◆ **Instructions to follow**
Please report each line of the data below that contains "flower".

◆ **Referring expression data**

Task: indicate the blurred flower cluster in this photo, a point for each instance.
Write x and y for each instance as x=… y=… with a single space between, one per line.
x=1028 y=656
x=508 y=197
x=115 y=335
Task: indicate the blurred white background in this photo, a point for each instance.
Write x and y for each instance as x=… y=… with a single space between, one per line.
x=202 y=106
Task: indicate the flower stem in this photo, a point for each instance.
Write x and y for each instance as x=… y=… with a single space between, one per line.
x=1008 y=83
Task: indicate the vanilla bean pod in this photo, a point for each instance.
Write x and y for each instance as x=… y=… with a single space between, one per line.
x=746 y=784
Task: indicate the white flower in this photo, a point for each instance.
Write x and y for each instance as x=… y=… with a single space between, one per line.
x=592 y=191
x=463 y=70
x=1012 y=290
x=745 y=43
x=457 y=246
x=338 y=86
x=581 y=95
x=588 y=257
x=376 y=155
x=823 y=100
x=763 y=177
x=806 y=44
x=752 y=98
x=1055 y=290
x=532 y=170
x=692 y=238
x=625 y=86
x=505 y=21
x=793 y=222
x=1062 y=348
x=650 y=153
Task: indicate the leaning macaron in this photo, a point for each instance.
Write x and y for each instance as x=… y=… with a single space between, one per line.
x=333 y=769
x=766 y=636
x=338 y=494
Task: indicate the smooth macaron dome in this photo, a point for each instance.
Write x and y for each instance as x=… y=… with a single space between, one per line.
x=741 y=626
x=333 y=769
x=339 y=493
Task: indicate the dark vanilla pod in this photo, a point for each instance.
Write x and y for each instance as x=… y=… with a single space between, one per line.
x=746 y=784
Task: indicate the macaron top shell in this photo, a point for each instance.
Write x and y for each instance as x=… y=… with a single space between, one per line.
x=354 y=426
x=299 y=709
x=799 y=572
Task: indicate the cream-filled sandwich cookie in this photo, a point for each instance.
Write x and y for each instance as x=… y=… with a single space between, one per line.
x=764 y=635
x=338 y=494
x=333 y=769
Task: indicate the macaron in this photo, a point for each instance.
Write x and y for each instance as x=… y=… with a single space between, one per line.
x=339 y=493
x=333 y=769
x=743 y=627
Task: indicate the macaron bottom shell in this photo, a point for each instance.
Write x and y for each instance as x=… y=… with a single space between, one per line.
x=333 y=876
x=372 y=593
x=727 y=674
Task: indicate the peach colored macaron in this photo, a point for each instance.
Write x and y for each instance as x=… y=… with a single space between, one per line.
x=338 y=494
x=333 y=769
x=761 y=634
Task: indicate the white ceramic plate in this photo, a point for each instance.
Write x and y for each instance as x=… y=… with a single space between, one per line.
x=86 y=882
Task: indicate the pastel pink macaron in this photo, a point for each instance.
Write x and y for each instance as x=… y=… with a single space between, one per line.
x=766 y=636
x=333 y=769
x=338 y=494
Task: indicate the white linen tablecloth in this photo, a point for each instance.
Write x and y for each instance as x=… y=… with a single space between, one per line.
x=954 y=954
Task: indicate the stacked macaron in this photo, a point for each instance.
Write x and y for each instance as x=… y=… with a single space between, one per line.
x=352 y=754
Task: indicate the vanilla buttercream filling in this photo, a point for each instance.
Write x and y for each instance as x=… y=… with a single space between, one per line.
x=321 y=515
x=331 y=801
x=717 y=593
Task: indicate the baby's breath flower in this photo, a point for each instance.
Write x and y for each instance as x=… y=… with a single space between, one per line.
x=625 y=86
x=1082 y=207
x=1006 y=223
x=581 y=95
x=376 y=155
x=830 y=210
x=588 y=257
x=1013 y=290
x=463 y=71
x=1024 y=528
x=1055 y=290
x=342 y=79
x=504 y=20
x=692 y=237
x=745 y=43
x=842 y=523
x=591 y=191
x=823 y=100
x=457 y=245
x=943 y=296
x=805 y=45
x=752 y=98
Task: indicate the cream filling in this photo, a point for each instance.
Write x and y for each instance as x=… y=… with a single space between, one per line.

◆ **Result**
Task: indicate the blurred flower cluster in this photo, a point for each instance.
Task: indicate the flower stem in this photo, a point for each instance.
Task: indicate the white flower in this photo, a point for each instance.
Task: indicate the baby's breath flower in this photo, a point for each instance.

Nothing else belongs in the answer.